Reading text:
========================
Reading Guide
This novel is fiction unlike Night by Elie Wiesel, which is nonfiction; however, it describes how World War II affected the narrator, his family and his friends. It is written from a first person point of view and the perspective of the war is seen through the eyes of an older gentleman looking back into his youth. As you read the novel, try to make connections with Night.
Directions: Answer the following questions using complete sentences. Write neatly and legibly!
Pages 1-4:
1. Name and describe the narrator’s city of birth.
John lives in Pittsburgh.
2. How old was he when he left the city?
John was 18 when he left the city.
3. How (in what way) is the narrator present in the house he is describing? (page 4)
John is at the house but apparently he is years late when there is nothing left.
Pages 5-8
1. Why does the narrator feel the need to follow his father?
He feels like it’s something he has to do everyone is doing it and he likes his father.
2. What does the father mean when he states, “We are in serious trouble”? In other words, what has happened to make him say this?
========================
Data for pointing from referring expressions
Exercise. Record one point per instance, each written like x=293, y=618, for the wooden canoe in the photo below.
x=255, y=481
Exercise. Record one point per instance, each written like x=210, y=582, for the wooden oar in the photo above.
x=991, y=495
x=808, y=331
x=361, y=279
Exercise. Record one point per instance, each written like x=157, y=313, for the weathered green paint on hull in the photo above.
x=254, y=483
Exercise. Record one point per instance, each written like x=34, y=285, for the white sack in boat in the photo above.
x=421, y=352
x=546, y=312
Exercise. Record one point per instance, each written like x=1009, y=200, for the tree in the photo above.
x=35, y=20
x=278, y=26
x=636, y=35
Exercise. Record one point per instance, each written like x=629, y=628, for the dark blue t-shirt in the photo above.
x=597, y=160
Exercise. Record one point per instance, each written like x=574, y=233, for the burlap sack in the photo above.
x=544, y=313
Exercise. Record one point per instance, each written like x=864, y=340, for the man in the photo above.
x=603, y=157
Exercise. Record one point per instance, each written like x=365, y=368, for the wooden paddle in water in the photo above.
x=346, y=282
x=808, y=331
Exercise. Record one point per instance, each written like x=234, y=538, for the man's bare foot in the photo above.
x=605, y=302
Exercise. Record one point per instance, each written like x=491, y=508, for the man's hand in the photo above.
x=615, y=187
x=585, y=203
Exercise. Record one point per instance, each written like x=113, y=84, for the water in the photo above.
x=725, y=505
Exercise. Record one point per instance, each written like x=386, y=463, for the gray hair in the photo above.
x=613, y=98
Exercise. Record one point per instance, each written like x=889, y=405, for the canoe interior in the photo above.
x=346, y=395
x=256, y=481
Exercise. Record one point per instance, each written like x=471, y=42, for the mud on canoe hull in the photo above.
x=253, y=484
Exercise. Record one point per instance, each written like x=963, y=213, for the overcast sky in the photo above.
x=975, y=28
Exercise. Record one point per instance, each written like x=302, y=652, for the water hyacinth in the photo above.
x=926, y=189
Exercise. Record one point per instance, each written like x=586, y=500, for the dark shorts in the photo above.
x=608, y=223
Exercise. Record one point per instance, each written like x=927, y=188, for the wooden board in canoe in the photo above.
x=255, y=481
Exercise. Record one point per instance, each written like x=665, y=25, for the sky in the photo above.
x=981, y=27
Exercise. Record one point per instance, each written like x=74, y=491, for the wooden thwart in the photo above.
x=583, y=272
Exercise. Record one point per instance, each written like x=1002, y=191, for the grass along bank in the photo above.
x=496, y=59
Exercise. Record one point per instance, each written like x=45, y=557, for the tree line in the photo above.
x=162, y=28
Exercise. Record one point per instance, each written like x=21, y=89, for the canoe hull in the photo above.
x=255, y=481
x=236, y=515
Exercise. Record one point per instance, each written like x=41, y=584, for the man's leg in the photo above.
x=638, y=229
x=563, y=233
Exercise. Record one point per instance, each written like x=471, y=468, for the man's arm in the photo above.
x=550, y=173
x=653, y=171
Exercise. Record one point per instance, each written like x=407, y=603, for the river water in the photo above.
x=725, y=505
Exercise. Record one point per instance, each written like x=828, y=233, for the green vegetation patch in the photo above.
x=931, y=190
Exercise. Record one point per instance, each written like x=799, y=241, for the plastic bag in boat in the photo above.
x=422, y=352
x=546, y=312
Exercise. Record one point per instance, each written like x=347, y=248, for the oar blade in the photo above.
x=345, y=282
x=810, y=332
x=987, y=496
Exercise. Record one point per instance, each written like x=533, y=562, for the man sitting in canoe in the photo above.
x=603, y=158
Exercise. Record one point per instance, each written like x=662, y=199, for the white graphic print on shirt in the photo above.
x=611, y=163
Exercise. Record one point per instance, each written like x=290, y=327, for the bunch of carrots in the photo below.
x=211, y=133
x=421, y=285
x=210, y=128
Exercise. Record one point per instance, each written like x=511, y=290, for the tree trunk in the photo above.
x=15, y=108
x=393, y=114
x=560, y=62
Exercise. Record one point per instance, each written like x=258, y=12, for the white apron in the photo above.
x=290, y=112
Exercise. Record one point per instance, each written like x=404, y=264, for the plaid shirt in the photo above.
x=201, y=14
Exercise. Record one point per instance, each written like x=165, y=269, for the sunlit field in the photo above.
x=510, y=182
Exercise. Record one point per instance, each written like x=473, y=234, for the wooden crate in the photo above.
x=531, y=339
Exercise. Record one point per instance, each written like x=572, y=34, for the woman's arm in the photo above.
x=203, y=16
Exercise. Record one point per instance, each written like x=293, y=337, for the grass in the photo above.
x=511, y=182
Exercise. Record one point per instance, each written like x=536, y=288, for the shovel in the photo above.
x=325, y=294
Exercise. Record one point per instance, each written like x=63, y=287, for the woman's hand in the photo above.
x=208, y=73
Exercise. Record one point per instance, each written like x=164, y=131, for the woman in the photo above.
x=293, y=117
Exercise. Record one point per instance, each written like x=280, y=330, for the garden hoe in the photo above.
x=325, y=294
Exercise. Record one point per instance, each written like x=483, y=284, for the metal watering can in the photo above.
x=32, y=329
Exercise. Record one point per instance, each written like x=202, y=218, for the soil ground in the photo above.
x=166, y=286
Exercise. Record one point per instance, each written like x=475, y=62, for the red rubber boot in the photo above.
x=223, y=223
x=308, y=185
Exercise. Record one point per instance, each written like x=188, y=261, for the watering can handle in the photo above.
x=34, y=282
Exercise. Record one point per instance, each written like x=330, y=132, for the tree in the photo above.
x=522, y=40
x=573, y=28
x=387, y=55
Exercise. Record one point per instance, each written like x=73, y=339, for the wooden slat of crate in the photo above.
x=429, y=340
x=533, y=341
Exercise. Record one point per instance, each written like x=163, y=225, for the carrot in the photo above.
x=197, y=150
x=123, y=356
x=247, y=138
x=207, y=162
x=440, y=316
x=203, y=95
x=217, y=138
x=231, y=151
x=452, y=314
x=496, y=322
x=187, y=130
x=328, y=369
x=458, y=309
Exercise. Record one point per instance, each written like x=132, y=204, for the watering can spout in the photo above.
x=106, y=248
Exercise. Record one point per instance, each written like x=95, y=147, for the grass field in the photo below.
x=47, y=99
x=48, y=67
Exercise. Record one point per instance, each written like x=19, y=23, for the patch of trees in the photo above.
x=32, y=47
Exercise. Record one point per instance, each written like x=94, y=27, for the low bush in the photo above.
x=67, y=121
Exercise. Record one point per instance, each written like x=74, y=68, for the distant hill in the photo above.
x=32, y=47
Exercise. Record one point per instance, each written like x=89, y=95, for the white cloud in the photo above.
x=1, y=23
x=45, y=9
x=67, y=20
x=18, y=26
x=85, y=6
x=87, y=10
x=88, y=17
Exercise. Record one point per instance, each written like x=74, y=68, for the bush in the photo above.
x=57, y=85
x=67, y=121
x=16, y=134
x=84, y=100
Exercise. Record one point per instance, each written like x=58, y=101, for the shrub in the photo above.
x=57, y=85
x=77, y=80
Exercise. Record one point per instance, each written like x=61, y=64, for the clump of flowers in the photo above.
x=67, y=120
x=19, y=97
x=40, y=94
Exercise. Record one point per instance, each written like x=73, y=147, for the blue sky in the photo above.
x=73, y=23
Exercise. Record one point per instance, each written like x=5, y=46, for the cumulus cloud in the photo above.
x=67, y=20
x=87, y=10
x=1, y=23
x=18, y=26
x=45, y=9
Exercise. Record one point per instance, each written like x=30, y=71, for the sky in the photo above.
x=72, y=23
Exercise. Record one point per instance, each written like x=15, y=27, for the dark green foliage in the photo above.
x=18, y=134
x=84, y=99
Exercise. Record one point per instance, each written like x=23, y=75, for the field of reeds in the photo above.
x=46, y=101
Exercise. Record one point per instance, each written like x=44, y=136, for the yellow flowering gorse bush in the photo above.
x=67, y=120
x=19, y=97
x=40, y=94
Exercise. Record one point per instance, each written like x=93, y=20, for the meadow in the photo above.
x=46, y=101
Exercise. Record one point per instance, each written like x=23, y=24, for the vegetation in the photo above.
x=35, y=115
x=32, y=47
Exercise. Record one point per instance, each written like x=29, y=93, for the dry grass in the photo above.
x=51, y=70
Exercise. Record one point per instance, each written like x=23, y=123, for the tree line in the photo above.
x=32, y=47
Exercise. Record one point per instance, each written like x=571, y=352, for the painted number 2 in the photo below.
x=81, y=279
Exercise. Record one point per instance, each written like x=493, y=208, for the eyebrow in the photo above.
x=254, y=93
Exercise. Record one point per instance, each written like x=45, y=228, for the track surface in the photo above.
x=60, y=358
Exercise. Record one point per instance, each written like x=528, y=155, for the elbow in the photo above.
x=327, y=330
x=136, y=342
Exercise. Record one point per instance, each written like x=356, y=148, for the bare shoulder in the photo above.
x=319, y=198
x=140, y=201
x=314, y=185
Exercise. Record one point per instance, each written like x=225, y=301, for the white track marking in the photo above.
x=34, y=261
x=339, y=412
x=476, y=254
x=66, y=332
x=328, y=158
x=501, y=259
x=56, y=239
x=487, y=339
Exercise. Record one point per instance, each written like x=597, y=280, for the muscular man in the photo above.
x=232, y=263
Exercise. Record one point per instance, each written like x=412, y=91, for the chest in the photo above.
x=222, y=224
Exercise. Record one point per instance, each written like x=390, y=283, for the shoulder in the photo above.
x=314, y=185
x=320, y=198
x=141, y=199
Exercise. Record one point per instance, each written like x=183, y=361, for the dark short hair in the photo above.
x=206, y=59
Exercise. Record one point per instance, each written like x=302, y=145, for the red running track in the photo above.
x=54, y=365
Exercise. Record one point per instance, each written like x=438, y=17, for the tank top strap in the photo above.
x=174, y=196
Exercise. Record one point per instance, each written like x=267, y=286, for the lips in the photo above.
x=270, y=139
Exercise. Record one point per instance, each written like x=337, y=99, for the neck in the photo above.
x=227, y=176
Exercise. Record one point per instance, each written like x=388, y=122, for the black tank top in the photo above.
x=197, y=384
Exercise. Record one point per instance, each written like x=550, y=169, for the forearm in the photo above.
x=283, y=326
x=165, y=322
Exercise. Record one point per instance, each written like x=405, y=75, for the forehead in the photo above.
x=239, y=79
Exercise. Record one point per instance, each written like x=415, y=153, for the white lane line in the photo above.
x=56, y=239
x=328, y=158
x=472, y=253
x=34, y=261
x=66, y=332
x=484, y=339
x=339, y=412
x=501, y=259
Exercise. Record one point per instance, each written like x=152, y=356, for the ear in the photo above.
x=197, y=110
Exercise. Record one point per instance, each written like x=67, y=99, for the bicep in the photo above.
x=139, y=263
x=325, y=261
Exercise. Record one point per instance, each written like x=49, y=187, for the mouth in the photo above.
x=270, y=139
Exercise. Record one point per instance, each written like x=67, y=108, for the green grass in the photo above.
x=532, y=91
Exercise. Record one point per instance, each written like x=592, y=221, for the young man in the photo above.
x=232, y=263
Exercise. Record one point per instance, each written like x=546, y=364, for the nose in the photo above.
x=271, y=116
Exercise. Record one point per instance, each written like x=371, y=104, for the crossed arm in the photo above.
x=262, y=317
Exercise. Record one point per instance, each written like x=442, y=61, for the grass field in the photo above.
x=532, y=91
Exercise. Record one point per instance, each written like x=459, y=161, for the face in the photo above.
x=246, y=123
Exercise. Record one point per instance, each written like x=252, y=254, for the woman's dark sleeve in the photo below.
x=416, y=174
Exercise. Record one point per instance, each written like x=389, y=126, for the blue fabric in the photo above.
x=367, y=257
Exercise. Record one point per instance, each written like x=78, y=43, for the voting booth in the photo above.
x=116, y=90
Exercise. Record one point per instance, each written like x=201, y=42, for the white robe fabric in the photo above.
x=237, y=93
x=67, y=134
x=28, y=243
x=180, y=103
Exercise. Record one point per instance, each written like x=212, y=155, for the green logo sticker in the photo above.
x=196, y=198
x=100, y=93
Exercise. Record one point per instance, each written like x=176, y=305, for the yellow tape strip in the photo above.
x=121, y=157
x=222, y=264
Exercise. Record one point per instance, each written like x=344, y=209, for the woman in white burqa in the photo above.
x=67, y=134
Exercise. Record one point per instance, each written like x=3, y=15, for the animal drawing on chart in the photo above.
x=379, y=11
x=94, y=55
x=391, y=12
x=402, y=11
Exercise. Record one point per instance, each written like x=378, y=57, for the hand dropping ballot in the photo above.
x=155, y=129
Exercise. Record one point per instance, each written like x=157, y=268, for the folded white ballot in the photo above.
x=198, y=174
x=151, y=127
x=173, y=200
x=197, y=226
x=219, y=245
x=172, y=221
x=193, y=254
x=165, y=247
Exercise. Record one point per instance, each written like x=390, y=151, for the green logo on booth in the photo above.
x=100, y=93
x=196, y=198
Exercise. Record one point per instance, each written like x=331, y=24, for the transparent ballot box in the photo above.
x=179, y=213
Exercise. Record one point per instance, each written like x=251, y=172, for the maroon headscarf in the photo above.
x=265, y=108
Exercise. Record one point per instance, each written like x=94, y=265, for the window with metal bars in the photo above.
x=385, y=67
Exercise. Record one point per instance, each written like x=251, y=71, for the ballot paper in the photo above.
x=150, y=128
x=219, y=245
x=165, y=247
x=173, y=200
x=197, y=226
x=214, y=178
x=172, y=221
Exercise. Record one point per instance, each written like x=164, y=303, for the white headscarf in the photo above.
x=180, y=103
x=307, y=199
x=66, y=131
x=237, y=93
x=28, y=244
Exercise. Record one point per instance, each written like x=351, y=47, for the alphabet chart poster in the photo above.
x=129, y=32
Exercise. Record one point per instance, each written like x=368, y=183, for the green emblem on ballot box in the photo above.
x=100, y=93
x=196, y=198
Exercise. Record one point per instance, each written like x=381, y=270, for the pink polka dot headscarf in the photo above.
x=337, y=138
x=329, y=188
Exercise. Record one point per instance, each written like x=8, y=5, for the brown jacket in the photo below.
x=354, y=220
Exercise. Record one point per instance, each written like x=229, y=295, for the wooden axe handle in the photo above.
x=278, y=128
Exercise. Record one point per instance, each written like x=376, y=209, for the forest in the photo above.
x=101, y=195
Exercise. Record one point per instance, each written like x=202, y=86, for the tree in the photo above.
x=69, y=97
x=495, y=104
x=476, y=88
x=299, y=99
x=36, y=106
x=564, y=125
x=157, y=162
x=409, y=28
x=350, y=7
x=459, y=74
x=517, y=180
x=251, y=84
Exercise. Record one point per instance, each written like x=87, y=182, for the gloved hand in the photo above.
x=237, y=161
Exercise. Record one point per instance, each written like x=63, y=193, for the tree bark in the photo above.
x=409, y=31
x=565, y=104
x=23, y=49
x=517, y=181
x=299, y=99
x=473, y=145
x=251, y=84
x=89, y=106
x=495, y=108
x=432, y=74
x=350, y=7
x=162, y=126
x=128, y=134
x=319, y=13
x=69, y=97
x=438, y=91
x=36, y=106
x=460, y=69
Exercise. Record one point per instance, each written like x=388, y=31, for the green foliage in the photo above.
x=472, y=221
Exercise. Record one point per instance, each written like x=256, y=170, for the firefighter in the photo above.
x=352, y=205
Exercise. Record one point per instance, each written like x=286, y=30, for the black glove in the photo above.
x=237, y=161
========================
Task set:
a. Answer each question from the reading guide, marking your answers (i), (ii) and (iii) to match:
(i) Which book does the guide call nonfiction?
(ii) From what point of view is the novel written?
(iii) In what city does the answer for pages 1-4 say John lives?
b. Quote the reading guide, starting at "John lives in" and ending at "describing? (page 4)".
c. Write what comes next in the reading guide about the novel, picking up after its final line.
These records were taken from a different source than the reading guide.

Results for the exercise:
a.
(i) Night by Elie Wiesel
(ii) First person
(iii) Pittsburgh

b.
John lives in Pittsburgh.
2. How old was he when he left the city?
John was 18 when he left the city.
3. How (in what way) is the narrator present in the house he is describing? (page 4)

c.
“The Germans believe they have discovered a method of splitting the uranium atom”.
3. What does the narrator state he wants desperately? Why?
He wants to go back in time and have that sunny afternoon in 1939 back.
4. What is the frame of the novel? In other words, approximately what year is it when the narrator is telling this story?
Well supposedly it’s 1939 but the narrator says it’s over 50 years later so it must be 1989.
Pages 9-16
1. Where is the narrator living as he is telling this story?
He is living in Toronto.
2. What doest he narrator mean when he states that he “…cannot pull [himself] out of 1942
Pittsburg. Mother and Dad. And Ginny”
He cannot escape he can’t skip forward and take his Mother, Dad or Ginny with him.